Given information:
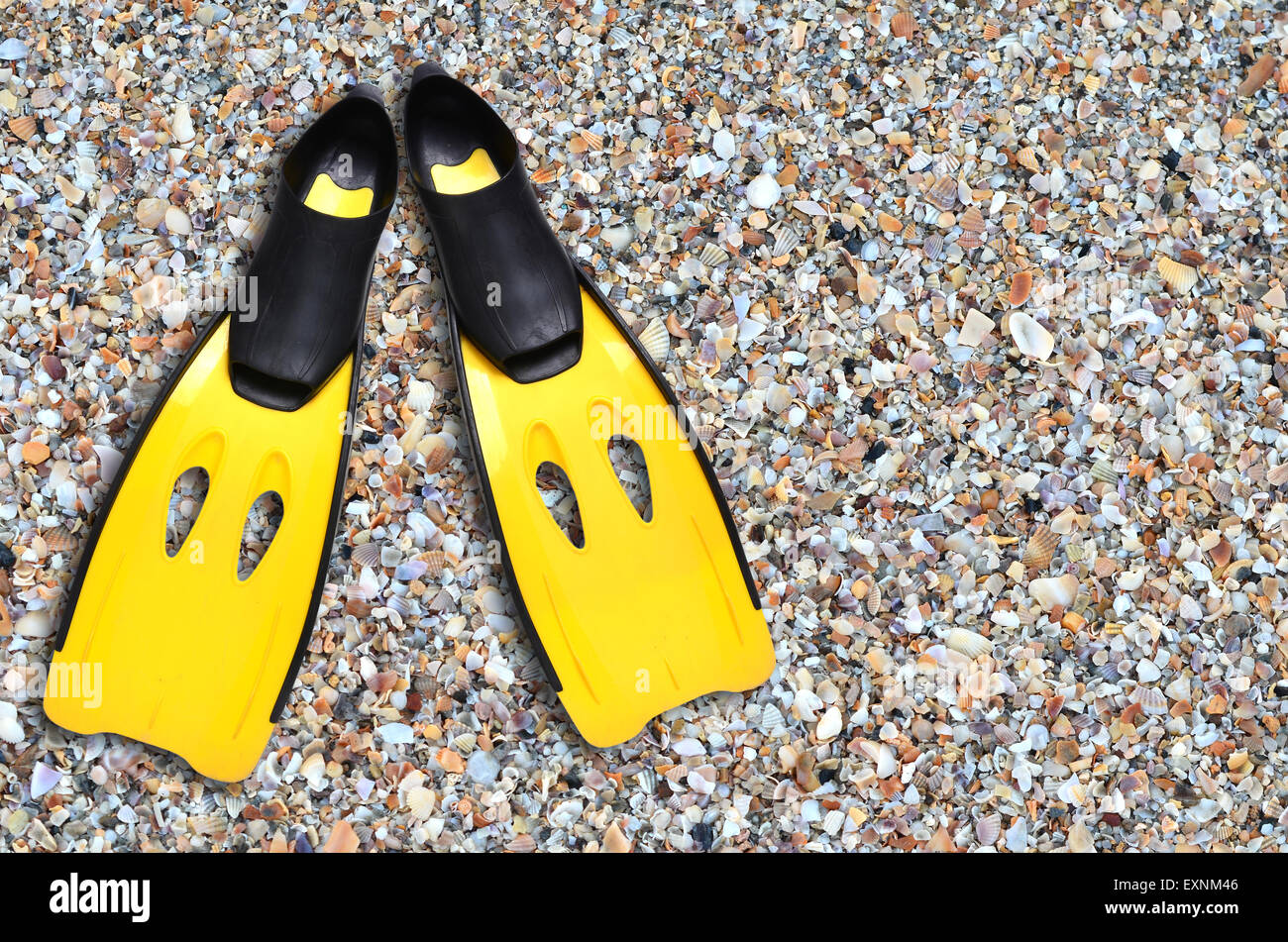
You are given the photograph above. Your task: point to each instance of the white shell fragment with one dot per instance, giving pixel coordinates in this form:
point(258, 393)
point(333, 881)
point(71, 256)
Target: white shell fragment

How to complete this task: Although the records contain pictures, return only their text, exactly as written.

Problem solution:
You are given the photograph above. Your task: point to each instance of the white shell fragment with one dot per instance, giving pixel coordinates in this form:
point(258, 393)
point(333, 881)
point(71, 256)
Target: white shell fragment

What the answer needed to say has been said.